EXTRACT PROVIDED -
· · · · · · ·
Don’t let cost segregation scare you, it could be your best friend. Recently on The Commercial Real Estate Show, I spoke with Mike Morris, Managing Director of Ernst & Morris for a quick breakdown of cost segregation and how it can create more cash flow for you.
One of those ways to increase cash flows for your commercial properties is through cost segregation studies. I’ve done some of these studies myself and it’s remarkable how you can increase wealth and create more cash flow and it’s very straightforward and surprisingly, not a lot of people are doing it.
The Basics: What Is a Cost Segregation Study
Morris said that a cost segregation study, (“cost seg study” for short) is simply “an analysis of a building and its components.” The IRS requires taxpayers for commercial buildings to depreciate a building over 39 years. Multi-family residential building owners get to depreciate the building 27.5 years. In both cases, property owners are allowed to write off certain site improvements over 15 years and then personal property over 7 or 5 years.
· · · · · · ·
MATERIAL -
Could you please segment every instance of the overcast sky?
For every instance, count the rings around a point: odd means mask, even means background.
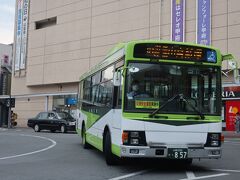
[[[0,0],[0,43],[13,43],[15,1]]]

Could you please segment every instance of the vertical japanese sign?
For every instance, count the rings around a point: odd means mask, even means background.
[[[23,0],[20,69],[25,69],[25,63],[27,58],[28,6],[29,0]]]
[[[28,6],[29,0],[17,1],[15,71],[25,69],[27,57]]]
[[[20,69],[21,60],[21,41],[22,41],[22,0],[17,1],[17,32],[16,32],[16,53],[15,71]]]
[[[172,41],[183,42],[185,30],[185,0],[172,0]]]
[[[236,113],[240,112],[240,101],[226,101],[226,130],[235,130]]]
[[[211,44],[211,0],[197,0],[197,43]]]

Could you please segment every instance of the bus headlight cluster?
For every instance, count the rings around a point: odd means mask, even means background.
[[[145,146],[146,136],[144,131],[123,131],[122,133],[123,145],[129,146]]]
[[[221,133],[208,133],[206,147],[220,147]]]

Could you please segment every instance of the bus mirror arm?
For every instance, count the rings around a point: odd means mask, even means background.
[[[113,85],[114,86],[120,86],[121,85],[121,71],[117,70],[114,72],[113,75]]]

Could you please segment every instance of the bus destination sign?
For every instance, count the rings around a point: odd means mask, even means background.
[[[165,59],[196,62],[217,62],[215,50],[179,44],[136,44],[133,56],[135,58]]]

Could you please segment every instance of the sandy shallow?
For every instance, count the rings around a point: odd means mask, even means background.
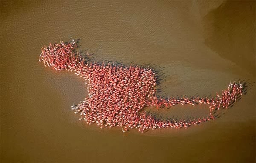
[[[255,161],[255,3],[72,2],[1,1],[1,162]],[[86,95],[84,80],[38,61],[43,45],[70,37],[92,61],[150,65],[162,97],[214,96],[239,80],[246,94],[187,129],[100,130],[70,109]],[[158,115],[207,114],[194,109]]]

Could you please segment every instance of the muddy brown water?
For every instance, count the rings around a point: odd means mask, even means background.
[[[1,163],[255,161],[255,2],[0,4]],[[86,95],[84,81],[38,61],[43,45],[70,37],[93,61],[150,65],[159,72],[159,95],[214,96],[239,79],[246,93],[218,118],[188,129],[101,130],[70,109]],[[177,106],[159,115],[205,109]]]

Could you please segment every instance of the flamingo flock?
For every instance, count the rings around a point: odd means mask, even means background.
[[[189,98],[170,97],[158,99],[156,96],[157,78],[154,71],[137,66],[117,66],[110,63],[88,63],[79,52],[75,40],[60,41],[41,49],[39,61],[46,67],[57,71],[74,71],[85,80],[88,95],[71,109],[81,115],[80,120],[96,123],[103,127],[115,126],[126,132],[133,128],[143,132],[148,129],[164,128],[180,129],[197,125],[214,118],[215,109],[227,108],[242,95],[243,86],[239,82],[230,83],[222,94],[209,99],[199,97]],[[143,111],[145,107],[169,107],[177,104],[205,104],[209,114],[206,117],[176,121],[157,120]]]

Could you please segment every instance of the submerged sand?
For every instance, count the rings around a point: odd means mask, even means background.
[[[2,1],[0,10],[1,162],[255,160],[254,2]],[[239,80],[247,93],[219,118],[186,129],[101,130],[70,109],[86,96],[83,80],[38,60],[43,45],[70,37],[92,61],[149,64],[162,97],[213,96]]]

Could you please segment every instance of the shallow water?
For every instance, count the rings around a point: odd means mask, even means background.
[[[255,160],[253,1],[1,1],[0,10],[1,162]],[[70,109],[86,96],[84,81],[38,61],[43,45],[70,37],[92,61],[150,65],[162,97],[214,96],[239,79],[247,93],[219,118],[188,129],[101,130]],[[185,108],[160,114],[205,113]]]

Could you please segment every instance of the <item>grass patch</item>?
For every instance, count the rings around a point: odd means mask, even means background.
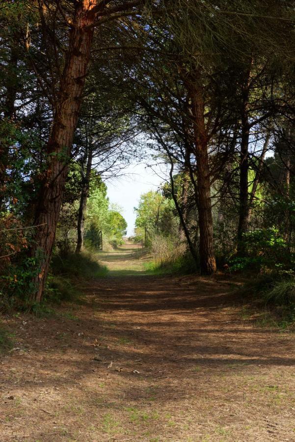
[[[293,272],[272,272],[259,275],[241,290],[250,297],[241,311],[242,319],[258,326],[279,331],[295,330],[295,275]]]
[[[195,263],[188,253],[168,261],[151,261],[145,263],[144,267],[147,273],[159,275],[190,275],[195,273],[197,270]]]
[[[45,302],[77,302],[81,293],[76,281],[83,278],[103,277],[107,269],[99,263],[96,255],[89,252],[71,253],[65,257],[54,255],[45,292]],[[73,319],[70,318],[70,319]]]
[[[0,354],[13,347],[13,335],[0,326]]]
[[[98,255],[90,252],[73,253],[65,257],[54,255],[51,271],[54,276],[90,278],[103,277],[108,272],[107,268],[98,262]]]

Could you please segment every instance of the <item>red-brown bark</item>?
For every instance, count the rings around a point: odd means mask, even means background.
[[[208,151],[209,138],[204,121],[204,105],[200,88],[196,86],[193,88],[191,91],[191,98],[194,154],[197,162],[201,272],[204,275],[211,275],[216,272],[216,261],[213,242],[213,220]]]
[[[75,131],[82,100],[93,35],[92,25],[97,19],[91,13],[96,0],[76,2],[70,31],[68,50],[54,110],[51,133],[47,144],[47,175],[40,192],[35,224],[33,256],[40,259],[34,300],[40,302],[48,273]]]

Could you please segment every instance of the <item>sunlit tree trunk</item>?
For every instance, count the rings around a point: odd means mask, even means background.
[[[78,241],[76,248],[76,253],[80,253],[83,247],[83,237],[84,235],[84,221],[85,213],[87,206],[87,199],[89,191],[91,166],[92,166],[92,150],[90,145],[87,151],[87,164],[85,174],[82,179],[82,189],[80,197],[80,204],[78,213]]]
[[[248,116],[249,93],[252,60],[245,73],[242,85],[242,102],[241,109],[241,139],[240,154],[240,210],[238,226],[238,251],[244,252],[243,235],[248,230],[249,221],[248,180],[249,137],[250,124]]]
[[[82,100],[85,78],[96,19],[91,9],[96,0],[75,2],[71,24],[68,50],[61,80],[59,98],[54,109],[51,133],[47,143],[48,164],[41,189],[35,222],[38,227],[31,250],[40,259],[40,271],[36,279],[34,298],[42,298],[55,235],[67,176],[67,164]]]
[[[1,124],[1,131],[3,131],[0,138],[0,211],[4,210],[4,201],[5,184],[7,179],[7,167],[9,163],[10,145],[7,138],[7,125],[11,124],[15,116],[15,103],[18,90],[17,62],[18,55],[13,46],[10,53],[7,71],[9,73],[5,80],[6,94],[3,106],[4,120]],[[9,137],[8,137],[9,138]]]
[[[212,275],[216,272],[213,243],[213,220],[211,206],[208,138],[204,121],[202,91],[195,87],[191,91],[193,118],[194,153],[197,162],[198,212],[201,272]]]

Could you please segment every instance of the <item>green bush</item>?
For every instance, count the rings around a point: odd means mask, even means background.
[[[13,347],[13,335],[0,325],[0,354],[10,350]]]
[[[295,306],[295,277],[276,281],[265,292],[267,303],[276,305]]]
[[[95,254],[90,252],[72,253],[65,258],[55,254],[51,268],[53,275],[66,277],[101,277],[107,273],[107,267],[100,265]]]

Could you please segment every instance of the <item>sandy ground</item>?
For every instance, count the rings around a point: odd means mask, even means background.
[[[243,319],[230,278],[102,253],[84,301],[6,317],[1,441],[295,441],[294,335]]]

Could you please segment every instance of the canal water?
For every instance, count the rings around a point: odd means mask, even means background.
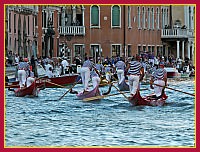
[[[169,80],[170,88],[195,93],[194,79]],[[69,86],[68,86],[69,88]],[[149,88],[149,85],[141,85]],[[74,90],[81,90],[78,84]],[[108,87],[100,88],[106,92]],[[83,102],[68,89],[46,88],[39,96],[5,93],[6,147],[193,147],[195,98],[166,89],[162,107],[133,107],[122,96]],[[143,90],[141,95],[152,90]],[[111,93],[117,93],[113,87]],[[128,95],[128,94],[127,94]]]

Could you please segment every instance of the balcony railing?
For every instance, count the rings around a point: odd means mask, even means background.
[[[58,32],[60,35],[85,35],[85,26],[60,26]]]
[[[194,37],[194,30],[191,29],[162,29],[161,38],[189,38]]]

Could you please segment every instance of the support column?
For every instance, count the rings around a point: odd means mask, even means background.
[[[176,41],[176,58],[179,58],[180,57],[180,55],[179,55],[179,51],[180,51],[180,45],[179,45],[179,43],[180,43],[180,41]]]
[[[185,52],[185,50],[184,50],[184,48],[185,48],[185,46],[184,46],[184,41],[182,41],[182,59],[184,60],[184,58],[185,58],[185,56],[184,56],[184,52]]]

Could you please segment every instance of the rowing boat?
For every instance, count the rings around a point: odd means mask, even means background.
[[[16,97],[24,97],[24,96],[27,96],[27,95],[32,96],[32,97],[37,97],[39,91],[40,90],[36,86],[35,81],[29,87],[14,89]]]
[[[129,85],[126,83],[125,78],[118,83],[118,88],[120,91],[129,91]]]
[[[99,86],[96,86],[93,90],[91,91],[86,91],[86,92],[80,92],[76,96],[78,99],[83,100],[85,98],[90,98],[90,97],[95,97],[101,95],[99,91]]]
[[[46,88],[56,88],[60,86],[66,86],[69,84],[72,84],[76,82],[78,75],[77,74],[65,74],[61,75],[59,77],[53,77],[53,78],[40,78],[37,79],[36,85],[41,85],[42,83],[45,83]],[[50,82],[50,83],[48,83]],[[57,84],[57,85],[54,85]]]
[[[152,98],[152,95],[141,97],[140,92],[138,91],[135,96],[129,97],[128,101],[133,106],[163,106],[165,104],[165,101],[167,99],[167,95],[164,93],[164,95],[159,98],[155,99]]]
· · · · · · ·
WRITTEN TASKS -
1: Rewrite the passage of the cost segregation text between "One of those" and "or 5 years.", inclusive, renaming "IRS" as "Internal Revenue Service".
2: Extend the cost segregation text with the next few sentences, picking up after its final line.
The records stand apart from the cost segregation text and have nothing to do with it.

RESPONSE LIST -
1:
One of those ways to increase cash flows for your commercial properties is through cost segregation studies. I’ve done some of these studies myself and it’s remarkable how you can increase wealth and create more cash flow and it’s very straightforward and surprisingly, not a lot of people are doing it.
The Basics: What Is a Cost Segregation Study
Morris said that a cost segregation study, (“cost seg study” for short) is simply “an analysis of a building and its components.” The Internal Revenue Service requires taxpayers for commercial buildings to depreciate a building over 39 years. Multi-family residential building owners get to depreciate the building 27.5 years. In both cases, property owners are allowed to write off certain site improvements over 15 years and then personal property over 7 or 5 years.

2:
The ability to depreciate assets over 5 years instead of 39 years defers your tax liabilities and it also increases cash flow for people that have these studies done.
And if you haven’t taken advantage of a cost segregation study before, there’s also a great opportunity to “look back”. “The IRS has allowed taxpayers to go back as far as 1990 without amending returns to catch up on the depreciation they should have done from day one,” Morris said.
One of the benefits of owning investment real estate is that you can depreciate it and use more of that cash to build wealth. And by deferring the taxes, you’re able to create more cash flow and more wealth.
It’s a true “no brainer”. Morris agrees saying, “A dollar in your pocket today is worth more than a dollar in your pocket tomorrow. Finance 101. And that’s what cost seg brings to the table.”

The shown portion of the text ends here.